__Written problem__.
Copy the rows below word for word, starting with the line that contains "of the leafy" and going on through the last row.

(Excerpts of location labeling rows)
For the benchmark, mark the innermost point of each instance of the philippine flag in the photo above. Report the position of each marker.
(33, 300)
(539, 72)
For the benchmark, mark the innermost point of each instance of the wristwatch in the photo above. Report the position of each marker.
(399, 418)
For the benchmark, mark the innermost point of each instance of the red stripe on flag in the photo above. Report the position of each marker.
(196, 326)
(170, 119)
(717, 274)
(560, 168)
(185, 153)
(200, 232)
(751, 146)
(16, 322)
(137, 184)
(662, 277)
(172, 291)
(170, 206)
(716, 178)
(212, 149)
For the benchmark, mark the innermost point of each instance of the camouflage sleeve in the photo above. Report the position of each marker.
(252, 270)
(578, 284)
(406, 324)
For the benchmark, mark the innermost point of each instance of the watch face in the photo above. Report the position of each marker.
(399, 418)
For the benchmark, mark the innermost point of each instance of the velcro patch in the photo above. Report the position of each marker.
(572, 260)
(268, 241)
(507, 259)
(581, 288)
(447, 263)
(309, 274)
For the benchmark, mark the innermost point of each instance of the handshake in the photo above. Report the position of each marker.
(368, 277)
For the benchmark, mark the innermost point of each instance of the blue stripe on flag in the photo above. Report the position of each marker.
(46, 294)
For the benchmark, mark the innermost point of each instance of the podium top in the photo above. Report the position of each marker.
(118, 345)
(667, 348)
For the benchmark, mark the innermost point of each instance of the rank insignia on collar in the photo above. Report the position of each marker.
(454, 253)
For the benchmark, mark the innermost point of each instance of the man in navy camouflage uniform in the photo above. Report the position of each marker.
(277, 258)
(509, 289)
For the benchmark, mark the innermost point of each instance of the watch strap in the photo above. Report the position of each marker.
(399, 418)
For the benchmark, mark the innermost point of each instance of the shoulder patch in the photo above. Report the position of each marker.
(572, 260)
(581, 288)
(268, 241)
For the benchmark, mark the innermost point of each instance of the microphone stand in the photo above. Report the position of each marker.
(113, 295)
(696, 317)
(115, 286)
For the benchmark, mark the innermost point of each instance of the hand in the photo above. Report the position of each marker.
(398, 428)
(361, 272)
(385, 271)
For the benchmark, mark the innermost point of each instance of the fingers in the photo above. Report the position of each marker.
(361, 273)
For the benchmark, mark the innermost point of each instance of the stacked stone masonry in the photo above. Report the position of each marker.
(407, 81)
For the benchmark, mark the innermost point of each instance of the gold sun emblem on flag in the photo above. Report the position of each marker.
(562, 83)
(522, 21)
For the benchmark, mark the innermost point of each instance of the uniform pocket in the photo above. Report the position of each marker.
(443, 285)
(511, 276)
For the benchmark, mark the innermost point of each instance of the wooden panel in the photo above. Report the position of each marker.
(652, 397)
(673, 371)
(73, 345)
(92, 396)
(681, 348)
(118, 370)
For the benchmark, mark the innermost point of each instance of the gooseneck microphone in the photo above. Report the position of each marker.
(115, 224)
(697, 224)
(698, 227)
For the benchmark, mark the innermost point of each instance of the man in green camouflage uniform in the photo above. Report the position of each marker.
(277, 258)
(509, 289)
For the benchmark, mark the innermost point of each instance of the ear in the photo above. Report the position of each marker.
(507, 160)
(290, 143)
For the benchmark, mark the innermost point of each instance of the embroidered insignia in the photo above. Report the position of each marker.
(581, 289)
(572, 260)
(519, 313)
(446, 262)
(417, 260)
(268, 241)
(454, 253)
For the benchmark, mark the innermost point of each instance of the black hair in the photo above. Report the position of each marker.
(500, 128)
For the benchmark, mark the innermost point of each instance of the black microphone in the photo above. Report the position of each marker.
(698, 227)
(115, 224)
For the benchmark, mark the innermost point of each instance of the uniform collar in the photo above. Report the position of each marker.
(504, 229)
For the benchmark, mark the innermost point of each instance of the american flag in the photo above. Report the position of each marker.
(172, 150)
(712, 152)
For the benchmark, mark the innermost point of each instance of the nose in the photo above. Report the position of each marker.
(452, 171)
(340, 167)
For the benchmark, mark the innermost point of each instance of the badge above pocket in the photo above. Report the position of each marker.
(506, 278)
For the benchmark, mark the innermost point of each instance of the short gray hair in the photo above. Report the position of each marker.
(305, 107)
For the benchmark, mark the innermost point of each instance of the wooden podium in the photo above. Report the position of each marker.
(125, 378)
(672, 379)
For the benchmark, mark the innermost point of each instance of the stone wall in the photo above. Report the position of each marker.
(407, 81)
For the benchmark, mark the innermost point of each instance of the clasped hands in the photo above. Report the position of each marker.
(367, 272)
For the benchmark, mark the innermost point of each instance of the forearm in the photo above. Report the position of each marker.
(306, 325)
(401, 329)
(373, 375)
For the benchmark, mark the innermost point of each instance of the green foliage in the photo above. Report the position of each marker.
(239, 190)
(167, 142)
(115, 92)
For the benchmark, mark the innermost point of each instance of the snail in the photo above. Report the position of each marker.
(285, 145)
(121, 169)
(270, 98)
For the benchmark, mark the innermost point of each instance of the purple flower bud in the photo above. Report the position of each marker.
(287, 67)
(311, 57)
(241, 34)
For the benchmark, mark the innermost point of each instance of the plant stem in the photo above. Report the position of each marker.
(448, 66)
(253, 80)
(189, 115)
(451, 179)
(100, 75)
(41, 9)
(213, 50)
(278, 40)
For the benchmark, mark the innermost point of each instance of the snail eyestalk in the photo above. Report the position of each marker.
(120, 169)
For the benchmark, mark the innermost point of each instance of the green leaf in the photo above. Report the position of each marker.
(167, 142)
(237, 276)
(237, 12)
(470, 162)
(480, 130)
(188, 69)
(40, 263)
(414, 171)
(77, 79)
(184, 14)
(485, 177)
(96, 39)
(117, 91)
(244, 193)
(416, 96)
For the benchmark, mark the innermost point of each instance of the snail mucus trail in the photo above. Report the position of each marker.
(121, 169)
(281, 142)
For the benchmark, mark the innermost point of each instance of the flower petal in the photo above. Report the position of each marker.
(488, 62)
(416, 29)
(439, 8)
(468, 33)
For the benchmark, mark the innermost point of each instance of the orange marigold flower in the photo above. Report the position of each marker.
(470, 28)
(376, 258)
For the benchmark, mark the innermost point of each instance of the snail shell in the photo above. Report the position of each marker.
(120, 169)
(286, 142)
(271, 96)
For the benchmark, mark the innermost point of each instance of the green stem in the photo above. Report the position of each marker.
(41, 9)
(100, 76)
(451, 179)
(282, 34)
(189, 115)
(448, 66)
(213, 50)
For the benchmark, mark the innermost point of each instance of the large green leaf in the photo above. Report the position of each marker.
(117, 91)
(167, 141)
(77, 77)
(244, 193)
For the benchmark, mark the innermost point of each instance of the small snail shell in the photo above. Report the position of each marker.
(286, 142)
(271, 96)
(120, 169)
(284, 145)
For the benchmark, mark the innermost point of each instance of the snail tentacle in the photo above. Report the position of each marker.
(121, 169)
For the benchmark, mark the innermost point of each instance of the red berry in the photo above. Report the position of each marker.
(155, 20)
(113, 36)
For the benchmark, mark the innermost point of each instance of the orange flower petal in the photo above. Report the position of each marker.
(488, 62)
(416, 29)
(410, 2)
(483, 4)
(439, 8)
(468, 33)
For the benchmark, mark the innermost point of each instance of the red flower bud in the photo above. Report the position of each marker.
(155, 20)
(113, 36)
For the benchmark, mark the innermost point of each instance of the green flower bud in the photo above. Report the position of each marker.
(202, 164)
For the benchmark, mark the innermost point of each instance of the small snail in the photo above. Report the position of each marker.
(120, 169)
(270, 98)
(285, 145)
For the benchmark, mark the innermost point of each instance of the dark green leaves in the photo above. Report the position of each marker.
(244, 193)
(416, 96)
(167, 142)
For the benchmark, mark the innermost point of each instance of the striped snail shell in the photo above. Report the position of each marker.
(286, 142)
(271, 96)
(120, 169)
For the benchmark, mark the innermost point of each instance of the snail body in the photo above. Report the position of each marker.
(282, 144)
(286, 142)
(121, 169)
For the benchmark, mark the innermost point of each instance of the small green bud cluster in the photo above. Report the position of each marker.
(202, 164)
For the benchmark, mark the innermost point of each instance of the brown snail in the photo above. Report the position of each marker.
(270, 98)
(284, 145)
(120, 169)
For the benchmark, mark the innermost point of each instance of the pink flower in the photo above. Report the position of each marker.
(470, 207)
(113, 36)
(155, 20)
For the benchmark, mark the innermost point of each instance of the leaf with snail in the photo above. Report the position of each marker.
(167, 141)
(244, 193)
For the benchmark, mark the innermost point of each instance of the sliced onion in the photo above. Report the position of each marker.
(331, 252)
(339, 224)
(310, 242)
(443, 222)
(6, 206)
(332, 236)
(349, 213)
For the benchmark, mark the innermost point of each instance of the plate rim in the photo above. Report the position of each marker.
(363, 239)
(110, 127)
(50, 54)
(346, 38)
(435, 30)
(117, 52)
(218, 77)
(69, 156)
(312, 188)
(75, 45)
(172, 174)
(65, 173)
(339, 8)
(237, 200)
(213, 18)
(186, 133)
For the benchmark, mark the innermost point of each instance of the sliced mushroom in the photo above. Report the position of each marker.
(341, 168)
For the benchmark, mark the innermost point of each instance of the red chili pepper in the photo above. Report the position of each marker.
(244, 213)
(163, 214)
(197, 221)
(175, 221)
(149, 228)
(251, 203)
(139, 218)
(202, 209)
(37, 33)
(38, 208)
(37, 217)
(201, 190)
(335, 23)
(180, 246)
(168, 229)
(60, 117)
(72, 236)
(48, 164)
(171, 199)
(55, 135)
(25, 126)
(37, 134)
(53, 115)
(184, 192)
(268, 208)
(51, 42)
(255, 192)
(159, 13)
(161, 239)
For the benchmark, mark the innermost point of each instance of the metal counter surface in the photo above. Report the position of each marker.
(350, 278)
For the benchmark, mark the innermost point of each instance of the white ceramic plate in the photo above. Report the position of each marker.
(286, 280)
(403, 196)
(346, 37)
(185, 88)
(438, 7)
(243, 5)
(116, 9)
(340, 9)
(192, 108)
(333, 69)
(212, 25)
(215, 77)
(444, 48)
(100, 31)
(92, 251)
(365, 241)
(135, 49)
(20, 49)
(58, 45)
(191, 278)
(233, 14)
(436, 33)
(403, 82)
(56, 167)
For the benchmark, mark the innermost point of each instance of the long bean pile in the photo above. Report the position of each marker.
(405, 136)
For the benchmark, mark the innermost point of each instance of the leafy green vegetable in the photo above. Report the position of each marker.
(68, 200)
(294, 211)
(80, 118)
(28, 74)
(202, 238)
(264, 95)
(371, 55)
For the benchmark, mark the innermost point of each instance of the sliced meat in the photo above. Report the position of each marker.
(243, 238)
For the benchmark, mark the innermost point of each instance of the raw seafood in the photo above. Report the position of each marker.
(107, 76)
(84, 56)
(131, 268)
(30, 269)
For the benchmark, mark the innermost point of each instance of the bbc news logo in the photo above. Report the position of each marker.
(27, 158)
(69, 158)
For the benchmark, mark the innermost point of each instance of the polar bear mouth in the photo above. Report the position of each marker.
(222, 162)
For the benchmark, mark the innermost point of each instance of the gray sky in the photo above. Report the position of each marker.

__Solution for this problem__.
For the benchmark, mark the innermost point of each instance of the leafy green vegetable in the photo above. Report the position of each marker.
(68, 200)
(294, 211)
(80, 118)
(28, 74)
(202, 238)
(264, 95)
(371, 55)
For the benchmark, mark the innermost point of each instance of the sliced meat in the photo above. Report the position of each marker.
(243, 238)
For the benchmark, mark the innermost point of each instance of the raw seafood in the photo above. Report the position of each marker.
(107, 76)
(84, 56)
(131, 268)
(30, 269)
For the benchmark, mark the innermost point of each instance of the bbc news logo in the photo above. Report the position of each marker.
(27, 158)
(69, 158)
For the benchmark, mark the innermost point of each instance of the polar bear mouth in the photo above. Report the position of each marker.
(222, 162)
For the benchmark, mark the innermost point of each instance of the gray sky in the photo above. Report the position of each marker.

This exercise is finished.